### WHAT TO WORK ON
Convert the stretch of the data below from the line containing "the tractor exhaust" through the end of the data into a Markdown table with the columns Row and Line, leaving out blank lines.

[Collected data entries]
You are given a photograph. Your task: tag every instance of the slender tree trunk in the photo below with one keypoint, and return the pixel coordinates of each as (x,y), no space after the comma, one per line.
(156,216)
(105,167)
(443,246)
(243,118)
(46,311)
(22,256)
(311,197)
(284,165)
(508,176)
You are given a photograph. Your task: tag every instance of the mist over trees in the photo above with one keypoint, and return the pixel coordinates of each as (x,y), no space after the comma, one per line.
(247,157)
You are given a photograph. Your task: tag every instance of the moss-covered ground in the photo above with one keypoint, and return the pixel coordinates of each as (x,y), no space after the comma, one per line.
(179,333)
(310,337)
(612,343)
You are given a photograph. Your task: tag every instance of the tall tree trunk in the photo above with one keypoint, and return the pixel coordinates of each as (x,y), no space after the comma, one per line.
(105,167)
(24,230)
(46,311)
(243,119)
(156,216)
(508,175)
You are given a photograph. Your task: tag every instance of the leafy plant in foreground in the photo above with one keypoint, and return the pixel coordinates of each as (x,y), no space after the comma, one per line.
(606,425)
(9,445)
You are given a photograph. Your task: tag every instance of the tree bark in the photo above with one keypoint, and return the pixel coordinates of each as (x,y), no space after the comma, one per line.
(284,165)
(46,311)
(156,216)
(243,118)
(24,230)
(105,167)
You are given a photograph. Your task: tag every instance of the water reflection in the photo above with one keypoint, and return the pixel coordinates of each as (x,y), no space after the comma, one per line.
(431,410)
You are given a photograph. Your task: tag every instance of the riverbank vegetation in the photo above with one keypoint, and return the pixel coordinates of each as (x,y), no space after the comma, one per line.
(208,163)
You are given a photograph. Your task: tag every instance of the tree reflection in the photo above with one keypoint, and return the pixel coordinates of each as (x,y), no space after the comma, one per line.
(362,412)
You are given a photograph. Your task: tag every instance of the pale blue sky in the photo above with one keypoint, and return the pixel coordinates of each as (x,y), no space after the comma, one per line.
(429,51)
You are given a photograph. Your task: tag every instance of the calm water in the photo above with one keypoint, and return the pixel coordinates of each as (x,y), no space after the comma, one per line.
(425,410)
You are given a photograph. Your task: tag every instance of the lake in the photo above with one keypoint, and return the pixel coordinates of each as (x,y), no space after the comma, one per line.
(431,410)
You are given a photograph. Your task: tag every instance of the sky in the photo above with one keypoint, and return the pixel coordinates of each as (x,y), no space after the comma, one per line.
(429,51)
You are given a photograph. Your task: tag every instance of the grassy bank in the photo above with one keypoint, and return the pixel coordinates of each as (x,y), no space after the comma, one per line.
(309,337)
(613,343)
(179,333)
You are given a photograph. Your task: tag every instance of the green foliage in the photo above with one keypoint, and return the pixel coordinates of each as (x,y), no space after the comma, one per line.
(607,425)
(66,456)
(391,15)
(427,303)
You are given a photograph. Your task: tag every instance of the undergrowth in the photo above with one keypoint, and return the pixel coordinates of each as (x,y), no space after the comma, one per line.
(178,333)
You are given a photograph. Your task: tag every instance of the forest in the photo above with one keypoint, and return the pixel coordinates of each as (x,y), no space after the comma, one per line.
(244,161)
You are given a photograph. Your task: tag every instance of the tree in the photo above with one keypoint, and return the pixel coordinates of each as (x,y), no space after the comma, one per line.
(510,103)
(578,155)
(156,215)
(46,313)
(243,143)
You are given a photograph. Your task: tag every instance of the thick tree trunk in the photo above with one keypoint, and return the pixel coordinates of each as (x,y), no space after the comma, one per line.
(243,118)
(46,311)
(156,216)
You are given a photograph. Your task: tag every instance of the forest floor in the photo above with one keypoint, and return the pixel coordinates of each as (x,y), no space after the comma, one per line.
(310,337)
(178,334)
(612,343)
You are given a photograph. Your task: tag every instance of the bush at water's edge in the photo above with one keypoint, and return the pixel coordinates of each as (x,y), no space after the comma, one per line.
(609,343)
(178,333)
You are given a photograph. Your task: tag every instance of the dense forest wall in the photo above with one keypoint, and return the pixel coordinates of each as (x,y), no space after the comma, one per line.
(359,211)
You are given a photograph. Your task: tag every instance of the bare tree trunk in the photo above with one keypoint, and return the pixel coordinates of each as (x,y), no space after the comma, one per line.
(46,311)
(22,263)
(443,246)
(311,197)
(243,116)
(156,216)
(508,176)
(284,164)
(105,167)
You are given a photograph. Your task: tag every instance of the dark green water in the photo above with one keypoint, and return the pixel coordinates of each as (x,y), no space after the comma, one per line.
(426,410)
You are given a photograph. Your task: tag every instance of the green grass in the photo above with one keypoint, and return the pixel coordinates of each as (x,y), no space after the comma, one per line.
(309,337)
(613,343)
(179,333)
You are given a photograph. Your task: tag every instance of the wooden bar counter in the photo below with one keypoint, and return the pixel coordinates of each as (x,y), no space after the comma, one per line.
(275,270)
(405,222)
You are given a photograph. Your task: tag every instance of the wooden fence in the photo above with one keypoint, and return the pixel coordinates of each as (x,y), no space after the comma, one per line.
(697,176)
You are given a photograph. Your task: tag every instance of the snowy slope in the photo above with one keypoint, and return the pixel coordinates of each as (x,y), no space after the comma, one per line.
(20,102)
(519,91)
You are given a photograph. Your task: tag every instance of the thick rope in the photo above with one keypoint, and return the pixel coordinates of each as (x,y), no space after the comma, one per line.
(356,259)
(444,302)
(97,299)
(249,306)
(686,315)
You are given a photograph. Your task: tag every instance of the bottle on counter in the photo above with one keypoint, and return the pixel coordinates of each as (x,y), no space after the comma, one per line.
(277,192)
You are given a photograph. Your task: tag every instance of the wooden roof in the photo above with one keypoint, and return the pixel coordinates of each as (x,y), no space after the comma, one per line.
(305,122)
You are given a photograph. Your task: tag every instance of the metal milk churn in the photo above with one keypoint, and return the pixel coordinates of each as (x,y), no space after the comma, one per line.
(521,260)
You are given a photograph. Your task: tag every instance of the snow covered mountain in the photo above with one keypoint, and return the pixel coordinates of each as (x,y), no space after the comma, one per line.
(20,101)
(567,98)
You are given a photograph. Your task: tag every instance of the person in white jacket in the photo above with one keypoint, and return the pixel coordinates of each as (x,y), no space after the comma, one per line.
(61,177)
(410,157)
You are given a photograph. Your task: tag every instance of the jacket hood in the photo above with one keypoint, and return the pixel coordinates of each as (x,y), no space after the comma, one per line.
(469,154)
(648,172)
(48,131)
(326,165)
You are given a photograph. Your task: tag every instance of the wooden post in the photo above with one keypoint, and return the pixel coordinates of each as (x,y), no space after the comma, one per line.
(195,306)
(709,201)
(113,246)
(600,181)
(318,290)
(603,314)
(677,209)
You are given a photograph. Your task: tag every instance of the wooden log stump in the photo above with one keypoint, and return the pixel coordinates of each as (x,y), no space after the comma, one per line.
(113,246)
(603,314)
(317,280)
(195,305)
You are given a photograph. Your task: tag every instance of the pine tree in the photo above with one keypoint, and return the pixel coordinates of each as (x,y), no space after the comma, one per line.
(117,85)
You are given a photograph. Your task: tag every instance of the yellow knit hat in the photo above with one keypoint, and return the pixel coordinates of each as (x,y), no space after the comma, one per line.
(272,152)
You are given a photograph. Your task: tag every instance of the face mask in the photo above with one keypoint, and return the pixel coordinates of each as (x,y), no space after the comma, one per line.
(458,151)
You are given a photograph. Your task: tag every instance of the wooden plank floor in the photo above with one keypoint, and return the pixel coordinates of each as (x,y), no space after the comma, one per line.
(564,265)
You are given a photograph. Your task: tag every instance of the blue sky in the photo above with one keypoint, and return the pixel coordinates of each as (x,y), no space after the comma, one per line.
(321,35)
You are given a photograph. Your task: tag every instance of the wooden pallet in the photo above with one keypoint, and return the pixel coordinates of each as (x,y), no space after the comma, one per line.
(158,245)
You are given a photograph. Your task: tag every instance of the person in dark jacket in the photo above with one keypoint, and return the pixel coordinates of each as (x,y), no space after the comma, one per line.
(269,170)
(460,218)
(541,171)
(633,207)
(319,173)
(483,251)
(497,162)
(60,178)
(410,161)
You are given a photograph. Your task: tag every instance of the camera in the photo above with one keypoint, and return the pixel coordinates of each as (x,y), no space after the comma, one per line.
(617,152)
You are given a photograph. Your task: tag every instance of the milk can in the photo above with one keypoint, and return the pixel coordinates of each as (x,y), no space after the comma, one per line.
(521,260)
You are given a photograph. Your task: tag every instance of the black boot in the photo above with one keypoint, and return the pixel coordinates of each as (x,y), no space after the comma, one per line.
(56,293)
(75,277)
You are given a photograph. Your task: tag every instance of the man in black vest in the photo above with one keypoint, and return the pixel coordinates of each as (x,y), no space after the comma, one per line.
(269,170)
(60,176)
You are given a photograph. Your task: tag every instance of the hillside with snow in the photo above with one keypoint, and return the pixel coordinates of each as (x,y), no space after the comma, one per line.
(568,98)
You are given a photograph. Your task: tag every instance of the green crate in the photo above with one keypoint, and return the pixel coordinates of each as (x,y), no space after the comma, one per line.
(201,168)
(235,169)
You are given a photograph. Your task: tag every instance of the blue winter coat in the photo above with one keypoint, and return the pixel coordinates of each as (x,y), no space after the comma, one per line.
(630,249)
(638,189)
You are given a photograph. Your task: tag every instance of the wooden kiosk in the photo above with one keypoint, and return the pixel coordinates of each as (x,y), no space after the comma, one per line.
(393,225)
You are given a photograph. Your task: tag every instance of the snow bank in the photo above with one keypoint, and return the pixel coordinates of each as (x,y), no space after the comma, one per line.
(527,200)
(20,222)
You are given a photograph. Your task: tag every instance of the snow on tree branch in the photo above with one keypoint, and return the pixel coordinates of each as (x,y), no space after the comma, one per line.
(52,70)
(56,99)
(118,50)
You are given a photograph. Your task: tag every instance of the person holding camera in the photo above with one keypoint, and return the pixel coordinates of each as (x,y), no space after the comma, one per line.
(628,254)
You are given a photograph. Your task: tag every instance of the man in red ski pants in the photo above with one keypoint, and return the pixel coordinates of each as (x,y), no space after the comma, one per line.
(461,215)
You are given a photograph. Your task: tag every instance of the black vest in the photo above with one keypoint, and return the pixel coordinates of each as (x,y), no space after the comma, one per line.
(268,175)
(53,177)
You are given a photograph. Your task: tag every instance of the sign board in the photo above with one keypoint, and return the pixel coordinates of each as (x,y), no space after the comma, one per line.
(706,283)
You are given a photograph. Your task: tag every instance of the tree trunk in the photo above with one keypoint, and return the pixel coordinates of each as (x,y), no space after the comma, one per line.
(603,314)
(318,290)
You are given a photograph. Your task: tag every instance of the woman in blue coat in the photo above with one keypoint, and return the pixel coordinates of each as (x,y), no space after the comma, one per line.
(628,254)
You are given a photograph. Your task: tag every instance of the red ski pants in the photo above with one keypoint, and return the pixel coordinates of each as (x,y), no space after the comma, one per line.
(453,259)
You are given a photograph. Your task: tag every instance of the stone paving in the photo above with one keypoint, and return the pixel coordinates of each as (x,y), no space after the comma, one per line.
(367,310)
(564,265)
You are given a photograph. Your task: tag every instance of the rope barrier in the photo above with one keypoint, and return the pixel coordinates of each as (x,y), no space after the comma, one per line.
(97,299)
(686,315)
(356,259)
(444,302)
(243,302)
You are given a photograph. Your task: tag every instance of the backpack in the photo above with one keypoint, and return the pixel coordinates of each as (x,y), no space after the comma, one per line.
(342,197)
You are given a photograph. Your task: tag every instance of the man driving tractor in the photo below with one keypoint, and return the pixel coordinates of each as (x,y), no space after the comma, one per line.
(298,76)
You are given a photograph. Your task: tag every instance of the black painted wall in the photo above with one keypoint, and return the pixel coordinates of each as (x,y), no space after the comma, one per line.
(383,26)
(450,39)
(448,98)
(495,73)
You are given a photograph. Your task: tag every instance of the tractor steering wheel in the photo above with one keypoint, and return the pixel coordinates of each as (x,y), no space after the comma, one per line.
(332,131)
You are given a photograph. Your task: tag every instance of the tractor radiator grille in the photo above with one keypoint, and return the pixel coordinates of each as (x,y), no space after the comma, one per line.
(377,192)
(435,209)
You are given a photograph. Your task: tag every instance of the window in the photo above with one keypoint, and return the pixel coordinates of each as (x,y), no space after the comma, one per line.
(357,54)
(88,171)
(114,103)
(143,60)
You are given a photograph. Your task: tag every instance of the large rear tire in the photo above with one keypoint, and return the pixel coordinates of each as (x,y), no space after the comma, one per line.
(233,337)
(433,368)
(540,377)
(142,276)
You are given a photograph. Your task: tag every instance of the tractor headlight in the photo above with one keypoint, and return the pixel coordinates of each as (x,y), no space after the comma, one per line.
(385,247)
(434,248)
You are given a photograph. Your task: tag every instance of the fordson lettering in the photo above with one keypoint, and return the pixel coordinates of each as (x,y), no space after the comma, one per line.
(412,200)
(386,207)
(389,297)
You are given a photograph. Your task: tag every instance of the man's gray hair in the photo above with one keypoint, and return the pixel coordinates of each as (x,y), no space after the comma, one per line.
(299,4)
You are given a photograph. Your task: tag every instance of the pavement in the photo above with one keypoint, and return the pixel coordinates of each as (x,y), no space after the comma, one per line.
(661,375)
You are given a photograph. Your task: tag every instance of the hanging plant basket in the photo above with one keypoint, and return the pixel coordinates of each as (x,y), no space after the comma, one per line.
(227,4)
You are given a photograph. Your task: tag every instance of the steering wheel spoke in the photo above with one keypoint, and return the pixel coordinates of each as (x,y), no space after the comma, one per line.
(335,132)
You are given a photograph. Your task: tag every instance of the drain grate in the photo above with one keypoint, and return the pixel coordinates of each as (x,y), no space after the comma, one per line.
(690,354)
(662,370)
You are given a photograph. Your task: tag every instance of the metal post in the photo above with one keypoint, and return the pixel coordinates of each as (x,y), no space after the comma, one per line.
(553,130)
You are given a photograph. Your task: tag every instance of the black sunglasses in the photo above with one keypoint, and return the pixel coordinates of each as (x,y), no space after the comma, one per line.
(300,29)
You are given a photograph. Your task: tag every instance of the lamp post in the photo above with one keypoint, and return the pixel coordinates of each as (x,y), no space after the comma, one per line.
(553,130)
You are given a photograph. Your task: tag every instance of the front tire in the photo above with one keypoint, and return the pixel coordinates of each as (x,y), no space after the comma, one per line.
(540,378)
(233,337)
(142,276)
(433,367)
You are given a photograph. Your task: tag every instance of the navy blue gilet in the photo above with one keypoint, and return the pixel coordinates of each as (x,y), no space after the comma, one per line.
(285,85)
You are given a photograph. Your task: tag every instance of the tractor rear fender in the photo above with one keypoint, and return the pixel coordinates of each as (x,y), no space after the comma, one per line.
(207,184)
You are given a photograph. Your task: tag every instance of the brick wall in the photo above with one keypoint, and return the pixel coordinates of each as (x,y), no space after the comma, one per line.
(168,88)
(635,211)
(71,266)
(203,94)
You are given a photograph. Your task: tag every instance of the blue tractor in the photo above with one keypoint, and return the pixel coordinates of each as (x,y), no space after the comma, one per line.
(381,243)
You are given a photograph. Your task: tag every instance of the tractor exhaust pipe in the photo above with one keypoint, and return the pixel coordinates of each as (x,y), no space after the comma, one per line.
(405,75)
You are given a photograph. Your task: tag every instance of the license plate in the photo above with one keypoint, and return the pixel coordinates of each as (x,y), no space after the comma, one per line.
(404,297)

### RESPONSE BELOW
| Row | Line |
|---|---|
| 1 | You are given a photograph. Your task: tag every instance of the tractor exhaust pipe in the photo above with one keypoint, and return the pixel coordinates of each as (x,y), no space after the comma, one per line. |
| 2 | (405,75) |
| 3 | You are given a photograph. Your task: tag every instance of the license plate in the photo above with one keypoint, and return the pixel coordinates of each as (x,y), no space after the comma, one per line. |
| 4 | (404,297) |